Requirement A
In the radio review, how often does the therapist Amanda visit Kane's family, and for how long?
Requirement B
Extend the radio review of The Trouble with Kane, picking up right after its last sentence.

Document extract
────────────────

Kate Chisholm

Conflict management

issue 26 May 2012

7 Up, the TV series first made in 1964, would never have worked on radio. Ten young boys and (only) four girls were interviewed as they set out on their lives, with the intention of checking up on them every seven years thereafter to see what might have happened to them. They’ve now reached 56 and the series instead of looking forward to what these children might become is looking back over where they have been. The sad, guarded eyes of the young boy in a care home in 1964 made a powerful impact in black and white (colour had not yet arrived on TV), as did the sparky smile of another boy. Words alone somehow would not have had the same impact. We needed to see their faces, and those expressions, foretelling, we could have imagined, what would happen to them.

Quite the reverse is true of a Radio 4 documentary, The Trouble with Kane (produced by Sue Mitchell). It owes much to the fly-on-the-wall techniques pioneered by the 7 Up team, but it would never have worked as a TV programme. There would have been a suspicion of contrivance, a sense that the rows were being manufactured. We would not have felt quite so intimately involved with the deadlock faced by Kane and his family, nor been made to feel so aware that this could happen to any family with children.

Kane is in trouble with his Bangladeshi parents for skiving off school and smoking cannabis. They’re terrified of his rages, his swearing, his absolute refusal to conform, to respect, to stay within the boundaries of home or school. He’s only 12.

After being caught with a friend carrying two bags of cannabis, Kane has spent a night in a police station. Now he and his family have been referred to a new specialist family-therapy unit. Instead of Kane being taken through the criminal justice system, an attempt is being made to sort him out, take him off drugs, at the same time as helping his parents deal with him day-by-day, minute-by-ghastly-minute. (His mother daren’t go out while Kane is at home and says her life has come to a ‘standstill’, until ‘we’ve got some kind of control over the situation’.) Amanda, the therapist, will visit them three times every week for seven months. She’s also on call, and can be contacted by the parents at any time, if the situation deteriorates.

────────────────

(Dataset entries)
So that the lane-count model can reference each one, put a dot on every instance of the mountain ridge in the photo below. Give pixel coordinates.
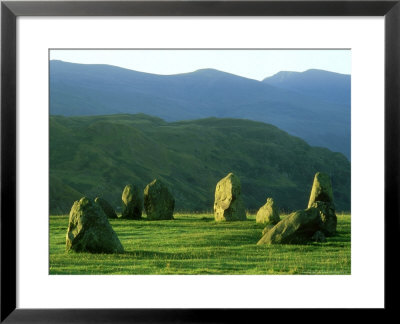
(99, 155)
(85, 89)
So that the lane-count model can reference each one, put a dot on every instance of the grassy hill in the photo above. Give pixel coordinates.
(99, 155)
(313, 105)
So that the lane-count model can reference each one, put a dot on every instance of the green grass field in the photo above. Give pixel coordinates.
(196, 244)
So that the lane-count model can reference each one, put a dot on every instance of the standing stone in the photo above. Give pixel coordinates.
(107, 208)
(321, 197)
(321, 189)
(298, 227)
(328, 217)
(132, 202)
(158, 201)
(89, 230)
(268, 214)
(228, 204)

────────────────

Task response A
Three times every week for seven months.

Task response B
I caught the first part while driving home last Monday night and had one of those I-can’t-get-out-of-the-car-till-it’s-over moments. At first we could hear Kane in the background, muttering in a deep, growly, truculent voice as Amanda tries to work out from his parents and his teachers what’s been going on with Kane to turn him into this out-of-control kid. He’s in the room as they talk to her. But he’s not taking part.

Gradually, though, the difficulties begin to mount up and a menacing row erupts, as Kane swears at his Mum and Dad and threatens them. He’s mad at them for taking Amanda’s advice and introducing rules to curb his behaviour.

The conflict was visceral. You could feel it coming at you, almost physical in its impact. Amanda, the therapist, has to intervene. ‘Stay away!’ she tells the parents. ‘Blaming him is not going to solve your problem,’ her voice rising. ‘Blaming him is not working for you right now.’

She was right. But taking us inside the row like that made us see just how difficult it must be to deal with an angry pre-teen, who’s bigger than you, who’s on drugs and who’s really angry. You just don’t know what they’re going to do next.

If we’d seen the argument, it would have lost that tension, that sense of involvement. The pictures would have distracted from the intensity of the moment, that reality.

Over on Radio Humberside they’ve been celebrating the success of their two elderly stars, Betty Smith, aged 90, and Beryl Renwick, 86. The two ladies-who-laugh have been on air since 2006, invited to take to the microphone by an enterprising studio manager, David Reeves, who spotted their potential when they visited the BBC local radio station. Now at last they’ve won a Sony Radio Award for their ‘entertainment’ value, beating the likes of Frank Skinner and cult hits on 6, Adam and Joe.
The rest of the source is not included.